In 1996, I quit my city job and moved back here to start my farm. It’s about 4km north of Vang Vieng, right next to the Nam Song river. Everyone thought I was crazy, my wife included. But it was paradise back then. The jungle was everywhere. It was so quiet and wild. There were no big hotels or restaurants with TVs, and no tourists. There were even tigers, and not just in the mountains, but also sometimes in the village.
The farm had two acres when I started, and it was just my wife and me. Now I have 10 acres and employ about 15 people. We grow fruit – mangos, avocados, bananas, mulberries and starfruit – and also make tea, wine, jam and goat’s cheese. Along with other villagers, we began to try to build ecotourism around Vang Vieng. We wanted to attract tourists interested in organic farming and the environment, while retaining the traditional character of the village.
In 1998, I bought some inner tubes from old car tyres so my employees could float on the river in them. Farming is hard work, and I wanted to get them something relaxing to do in their spare time. The Nam Song cuts right through the village and is very peaceful and a nice place to cool off. Tubing down the river instantly became popular among other villagers. It’s a cheap form of entertainment and everyone began coming together on the river in the afternoons.

**AIM OF THE TASK**: Quote the Vang Vieng farm account word for word, from "The farm had" up to and including "of the village.".

**DATA SECTION**:
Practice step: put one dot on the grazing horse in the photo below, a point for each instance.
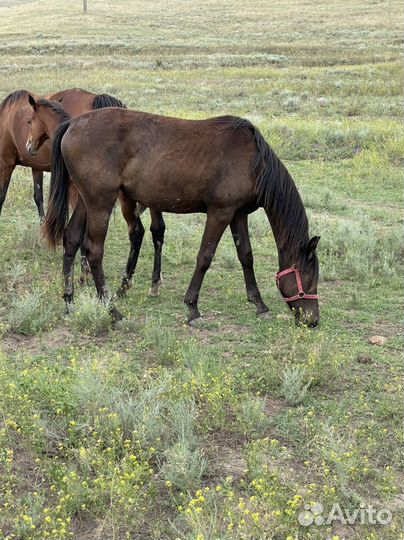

**TASK SOLUTION**:
The farm had two acres when I started, and it was just my wife and me. Now I have 10 acres and employ about 15 people. We grow fruit – mangos, avocados, bananas, mulberries and starfruit – and also make tea, wine, jam and goat’s cheese. Along with other villagers, we began to try to build ecotourism around Vang Vieng. We wanted to attract tourists interested in organic farming and the environment, while retaining the traditional character of the village.